━━━ Given passage
Wednesday, June 10, 2009

I’ve come to the conclusion that TTC sucks. Well, it does. This cycle wasn’t as bad emotionally as some of the past ones though. I got the same negative pregnancy test that I have for a million years and it didn’t shake me up too much this time around. Thank you to all who have been praying for us. I’m sure that’s what has kept me from going off the deep end. We’re going to be taking a break from meds for a couple months because of moving (and yes, I’m procrastinating getting moving stuff done right now actually). I get to go through the referral process all over again which means I have to get an appt with my primary care doc then find an RE and get a consult, which by the way, takes for-stinkin’-ever. I still don’t have my records from this RE and frankly, I don’t care. Hopefully they make it to AZ someday but right now I’m content NOT seeing an RE for a while. The 100 mile trek to Tucson three times a week freaks me out a bit as does the logistics of shots and timing IVF with Dh’s work schedule. Ekk, I don’t even want to think about it yet. I’ll take my two months of “rest” thank you.

This time moving seems somewhat less complicated than a year ago. IVF really messed things up last time. For those of you who don’t know the story, I feel like sharing it right now. If you know it, you can skip to the end and just look at the pictures.

I was heading into my forth cycle of doing IUI (Intrauterine insemination) and I started feeling ovulation pains on CD6. When I went into my CD8 u/s I had 20 follicles between 14-16mm each. I was glad to know that my pain was justified but I was not expecting 20 follicles! I was just hoping for two. The previous three cycles I only produced one follicle each time. I literally had 10 minutes to decide if we (Dh and I that is) wanted to do IVF or cancel the entire cycle. In a panic, I was on the phone trying to talk to Dh at work (who I think was in a meeting) to figure out what to do. After we agreed to proceed, my meds were quadrupled and I had to do injections to stop me from ovulating on my own. My egg retrieval surgery was scheduled 6 days before we physically drove out of Idaho. What in the world was I thinking?? The actual surgery wasn’t too bad. They took out 20 follicles and 17 of them contained eggs. Of those 17, 12 fertilized but only five survived to be implanted back into me. I had three embryos put back in three days after my surgery and had the other two frozen for later use. I had to be on bed rest for 3 days after the implantation all while watching movers pack up my house from my inflatable bed. Yeah, boy was that fun…Ahh the sound of packing tape in the morning. My wonderful, dear mother came out to help and to drive me from Idaho to Kansas since I was so sick from the meds that I could barely sit up. Oh and did I mention that my husband had to go to Vegas the entire time? Looking back, I should have cancelled the cycle to take off the stress and kept the money for an IVF cycle that didn’t involve moving across the country. To think that I want to do it all over again once we move is daunting but I know it’s our best (and possibly last) chance at having a child biologically.
━━━━━━
━━━ Data to examine
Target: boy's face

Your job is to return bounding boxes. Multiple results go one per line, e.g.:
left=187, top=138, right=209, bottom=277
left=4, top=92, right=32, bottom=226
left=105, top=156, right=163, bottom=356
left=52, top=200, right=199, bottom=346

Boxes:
━━━━━━
Exercise requirements: In the blog entry, begin at the words "This time moving" and stop after "at the pictures.". Write that stretch out again with "pictures" swapped for "photos".

Exercise answer:
This time moving seems somewhat less complicated than a year ago. IVF really messed things up last time. For those of you who don’t know the story, I feel like sharing it right now. If you know it, you can skip to the end and just look at the photos.